■ **PASSAGE TO READ**
******

AI Writes Code Now. So What Changes?
Forty-five years of pattern recognition on the latest thing that changes everything.
In the early 1990s, I was on the beta program for Microsoft Visual Basic – one of a very small number of developers in Australia with early access. I was contracting alone for an experienced engineering project manager, building a tool that post-processed Microsoft Project files: advanced calculations, reporting across sets of files. I remember the quality of the enthusiasm I felt. VB let me drag a button onto a form, double-click it, and write the code that would run when a user clicked it. I could see the interface taking shape in real time. I could iterate on the layout in minutes rather than hours.
Before that, building a graphical application for Windows meant managing an event loop in code – a constant cycle in which your program checked what was happening in the operating system, decided which events it cared about, handled them, asked for a screen redraw, did the redrawing, and carefully released enough processing resources to let other programs continue running. To say it was complex is an understatement. Iterative interface design – trying something, seeing how it felt, adjusting – was genuinely difficult. VB changed all of that. It made GUI development accessible in a way that nothing had before.
I evangelised it to every developer I knew. Most of them couldn’t see it yet. They came around.
But it wasn’t all good. VB’s accessibility attracted less expert programmers and non-programmers who had dabbled in Basic on a home PC. Much of what followed was a mess. Business logic became deeply entangled with visual components. Software was shipped without adequate testing – automated testing of GUI applications was poorly understood, and the people building in VB often weren’t experienced enough to know what they didn’t know. An old industry adage proved itself, repeatedly: you can write COBOL in any language. The tool changes. The thinking required to use it well does not.

******

■ **INFORMATION PROVIDED**
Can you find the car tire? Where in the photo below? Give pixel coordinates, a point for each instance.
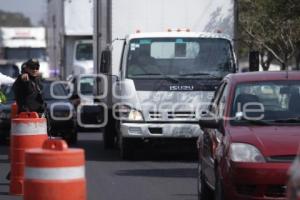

******

■ **WHAT IS ASKED**
1) Transcribe the AI coding essay word for word, starting at "In the early" and ending at "rather than hours.".
2) Write the next part of the AI coding essay, picking up after its final sentence.

■ **OUTPUTS FOR THE TASKS**
1)
In the early 1990s, I was on the beta program for Microsoft Visual Basic – one of a very small number of developers in Australia with early access. I was contracting alone for an experienced engineering project manager, building a tool that post-processed Microsoft Project files: advanced calculations, reporting across sets of files. I remember the quality of the enthusiasm I felt. VB let me drag a button onto a form, double-click it, and write the code that would run when a user clicked it. I could see the interface taking shape in real time. I could iterate on the layout in minutes rather than hours.

2)
I have been watching the current conversation about AI and software development with a strong sense of familiarity.
The phenomenon has acquired a name vibe coding – which captures it well: using an AI assistant to generate code through conversation, iterating on the output, shipping the result. The parallels with the VB moment are not subtle. A technology arrives that makes programming accessible to people who couldn’t previously do it, and dramatically accelerates the work of people who could. The coverage is enthusiastic. The evangelists are out in force. The consequences that nobody is quite ready to discuss are already accumulating.
Let me be honest about both sides.
What genuinely changes is real. The speed at which an experienced developer can implement well-understood functionality has increased substantially. Boilerplate, routine integrations, the first draft of a feature – AI handles these faster than any human. For personal projects and small-scale tools, vibe coding works: if something goes wrong, the person who built it is close enough to notice and fix it. The barrier to building software has lowered again, and some of what gets built at that lower barrier is genuinely useful.
What doesn’t change is more important.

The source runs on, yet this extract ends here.